▶ **Written exercise**
Pull out each line of the data below that contains the string "shadow". Case matters, so a match must have the same capitalization.

─── Dataset entries ───

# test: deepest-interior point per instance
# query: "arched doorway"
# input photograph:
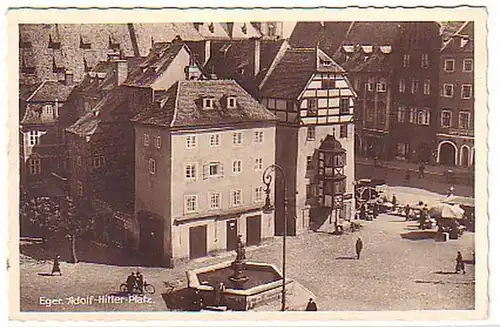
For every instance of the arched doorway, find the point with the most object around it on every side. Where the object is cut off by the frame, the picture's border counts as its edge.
(464, 156)
(447, 153)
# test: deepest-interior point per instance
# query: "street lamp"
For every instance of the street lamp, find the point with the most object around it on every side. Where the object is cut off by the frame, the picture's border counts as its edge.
(267, 179)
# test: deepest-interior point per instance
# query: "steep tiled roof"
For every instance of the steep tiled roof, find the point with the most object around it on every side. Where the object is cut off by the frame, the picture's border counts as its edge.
(183, 106)
(293, 71)
(50, 91)
(454, 44)
(155, 64)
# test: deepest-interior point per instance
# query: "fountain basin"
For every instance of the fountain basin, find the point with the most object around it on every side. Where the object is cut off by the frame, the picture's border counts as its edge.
(264, 284)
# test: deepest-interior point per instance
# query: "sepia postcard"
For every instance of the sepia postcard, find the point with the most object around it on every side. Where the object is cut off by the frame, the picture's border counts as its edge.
(239, 165)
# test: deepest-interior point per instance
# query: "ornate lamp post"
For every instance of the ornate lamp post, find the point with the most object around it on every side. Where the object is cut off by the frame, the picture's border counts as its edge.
(267, 179)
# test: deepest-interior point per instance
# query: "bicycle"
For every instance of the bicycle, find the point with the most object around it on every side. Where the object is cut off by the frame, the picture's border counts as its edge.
(147, 288)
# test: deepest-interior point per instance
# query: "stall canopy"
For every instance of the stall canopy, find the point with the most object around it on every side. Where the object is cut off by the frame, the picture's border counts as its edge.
(444, 210)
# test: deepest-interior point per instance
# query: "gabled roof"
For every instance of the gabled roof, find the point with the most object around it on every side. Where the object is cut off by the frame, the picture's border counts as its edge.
(290, 75)
(50, 91)
(182, 106)
(454, 44)
(155, 64)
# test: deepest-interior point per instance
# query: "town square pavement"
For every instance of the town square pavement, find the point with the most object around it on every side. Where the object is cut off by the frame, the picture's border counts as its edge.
(401, 268)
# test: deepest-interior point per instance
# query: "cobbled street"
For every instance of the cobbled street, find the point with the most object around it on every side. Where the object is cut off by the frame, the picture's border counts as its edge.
(401, 268)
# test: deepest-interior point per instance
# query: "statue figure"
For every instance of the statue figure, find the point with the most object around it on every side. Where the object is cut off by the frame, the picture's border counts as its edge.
(240, 250)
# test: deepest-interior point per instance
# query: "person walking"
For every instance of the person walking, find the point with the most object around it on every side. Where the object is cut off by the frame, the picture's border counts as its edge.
(139, 281)
(311, 305)
(407, 212)
(460, 266)
(131, 280)
(359, 247)
(55, 267)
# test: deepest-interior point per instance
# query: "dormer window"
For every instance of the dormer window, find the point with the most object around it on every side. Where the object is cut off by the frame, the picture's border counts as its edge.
(208, 103)
(231, 102)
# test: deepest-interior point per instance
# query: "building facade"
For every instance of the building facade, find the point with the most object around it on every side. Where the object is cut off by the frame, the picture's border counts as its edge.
(313, 100)
(199, 162)
(455, 138)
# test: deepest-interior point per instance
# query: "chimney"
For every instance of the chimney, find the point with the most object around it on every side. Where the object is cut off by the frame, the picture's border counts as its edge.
(256, 56)
(68, 78)
(208, 48)
(121, 71)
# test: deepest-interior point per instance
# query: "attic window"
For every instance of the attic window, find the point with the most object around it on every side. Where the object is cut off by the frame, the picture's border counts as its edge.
(208, 103)
(231, 102)
(463, 42)
(84, 43)
(54, 44)
(211, 27)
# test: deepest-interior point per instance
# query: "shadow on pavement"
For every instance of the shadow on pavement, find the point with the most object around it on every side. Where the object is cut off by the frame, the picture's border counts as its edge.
(345, 258)
(87, 251)
(419, 235)
(445, 272)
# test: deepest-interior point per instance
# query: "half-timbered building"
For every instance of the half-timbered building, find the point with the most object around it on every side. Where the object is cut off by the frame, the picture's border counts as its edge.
(313, 99)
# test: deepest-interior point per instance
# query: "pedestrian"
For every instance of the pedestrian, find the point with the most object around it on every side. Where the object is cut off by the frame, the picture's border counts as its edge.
(359, 247)
(421, 170)
(139, 281)
(55, 267)
(311, 305)
(131, 281)
(407, 212)
(460, 263)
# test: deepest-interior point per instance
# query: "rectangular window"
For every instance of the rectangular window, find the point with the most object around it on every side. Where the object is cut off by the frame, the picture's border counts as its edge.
(415, 85)
(214, 140)
(191, 203)
(311, 133)
(208, 103)
(427, 87)
(231, 102)
(466, 91)
(343, 131)
(237, 138)
(236, 198)
(406, 60)
(191, 171)
(258, 194)
(448, 90)
(401, 114)
(413, 115)
(425, 60)
(464, 120)
(35, 166)
(259, 137)
(402, 86)
(152, 166)
(423, 117)
(344, 106)
(445, 118)
(382, 85)
(312, 107)
(328, 84)
(34, 137)
(79, 188)
(467, 65)
(258, 164)
(98, 161)
(309, 163)
(191, 142)
(215, 200)
(236, 166)
(449, 65)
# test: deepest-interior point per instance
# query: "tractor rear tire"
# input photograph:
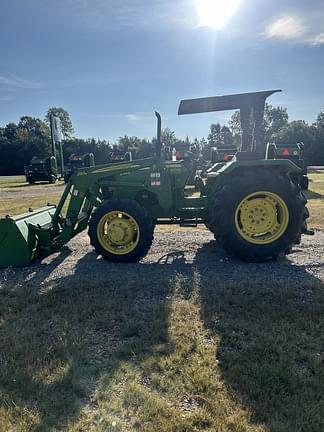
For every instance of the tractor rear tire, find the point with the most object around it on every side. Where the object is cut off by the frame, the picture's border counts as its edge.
(259, 215)
(121, 230)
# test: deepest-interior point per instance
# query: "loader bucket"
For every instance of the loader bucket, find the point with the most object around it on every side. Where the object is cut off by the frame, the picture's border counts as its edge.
(18, 241)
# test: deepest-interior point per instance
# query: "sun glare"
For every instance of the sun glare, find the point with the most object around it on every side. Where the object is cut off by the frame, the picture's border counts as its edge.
(215, 13)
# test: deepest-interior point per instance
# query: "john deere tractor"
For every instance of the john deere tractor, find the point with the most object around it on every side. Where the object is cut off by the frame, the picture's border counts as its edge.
(254, 206)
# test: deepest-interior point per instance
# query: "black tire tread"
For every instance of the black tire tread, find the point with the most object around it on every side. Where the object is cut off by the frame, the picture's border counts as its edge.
(221, 212)
(143, 219)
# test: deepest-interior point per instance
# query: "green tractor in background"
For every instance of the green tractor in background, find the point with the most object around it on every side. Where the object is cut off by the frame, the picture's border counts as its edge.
(75, 162)
(44, 170)
(254, 206)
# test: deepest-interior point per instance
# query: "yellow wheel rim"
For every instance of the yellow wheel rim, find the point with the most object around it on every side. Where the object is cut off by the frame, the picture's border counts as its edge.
(261, 217)
(118, 232)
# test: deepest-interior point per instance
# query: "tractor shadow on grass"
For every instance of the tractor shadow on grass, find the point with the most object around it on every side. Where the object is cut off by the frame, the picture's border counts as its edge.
(59, 339)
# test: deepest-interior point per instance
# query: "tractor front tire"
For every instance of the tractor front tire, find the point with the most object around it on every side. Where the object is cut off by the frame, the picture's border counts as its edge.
(121, 230)
(258, 216)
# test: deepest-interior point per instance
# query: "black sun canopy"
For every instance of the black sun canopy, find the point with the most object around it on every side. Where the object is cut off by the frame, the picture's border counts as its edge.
(224, 103)
(251, 106)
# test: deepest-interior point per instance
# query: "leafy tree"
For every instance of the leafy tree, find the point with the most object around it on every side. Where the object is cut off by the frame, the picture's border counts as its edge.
(64, 116)
(275, 118)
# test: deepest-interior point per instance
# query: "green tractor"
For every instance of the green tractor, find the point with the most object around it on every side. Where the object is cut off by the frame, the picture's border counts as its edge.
(41, 170)
(75, 162)
(254, 206)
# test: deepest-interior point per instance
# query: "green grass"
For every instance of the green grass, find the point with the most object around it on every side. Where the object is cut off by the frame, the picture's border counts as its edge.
(17, 196)
(170, 348)
(315, 197)
(186, 353)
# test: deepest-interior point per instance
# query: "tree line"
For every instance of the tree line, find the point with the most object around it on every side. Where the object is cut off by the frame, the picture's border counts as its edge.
(31, 137)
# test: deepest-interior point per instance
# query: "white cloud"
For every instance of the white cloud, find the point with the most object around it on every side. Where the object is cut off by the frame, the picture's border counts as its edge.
(295, 28)
(12, 82)
(133, 118)
(286, 27)
(318, 39)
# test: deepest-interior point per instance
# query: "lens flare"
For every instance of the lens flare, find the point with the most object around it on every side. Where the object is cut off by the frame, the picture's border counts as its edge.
(215, 13)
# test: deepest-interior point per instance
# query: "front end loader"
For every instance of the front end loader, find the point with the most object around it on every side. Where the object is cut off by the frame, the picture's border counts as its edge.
(253, 205)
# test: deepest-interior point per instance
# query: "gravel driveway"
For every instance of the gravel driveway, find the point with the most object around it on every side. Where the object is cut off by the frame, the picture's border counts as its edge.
(175, 251)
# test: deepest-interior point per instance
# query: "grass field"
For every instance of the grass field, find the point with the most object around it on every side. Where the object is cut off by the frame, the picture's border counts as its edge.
(181, 352)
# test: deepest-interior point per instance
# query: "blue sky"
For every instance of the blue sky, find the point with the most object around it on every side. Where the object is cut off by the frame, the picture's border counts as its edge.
(111, 63)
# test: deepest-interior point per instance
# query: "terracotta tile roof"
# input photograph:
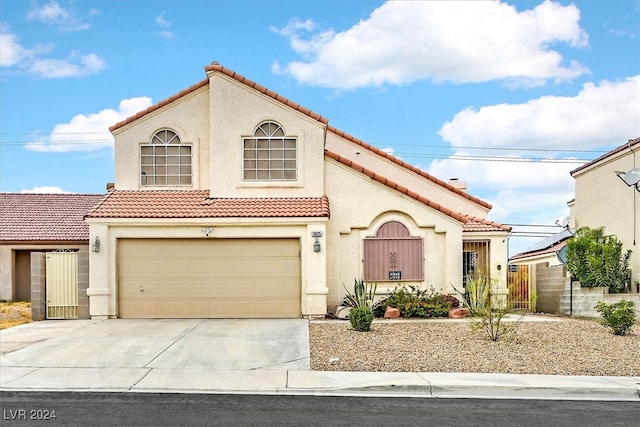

───

▶ **Result of the task**
# query: "shadow on pavement"
For every instance of the shadow on pavement, find the point with the most object around it on every side. Where the object is cut off by the frame, the picture's border counts as its edge.
# query: "tractor shadow on grass"
For every instance of the tractor shadow on grass, find the point with the most object around it on every side. Where the object is cut off by the frame, the picture's border counts as its edge.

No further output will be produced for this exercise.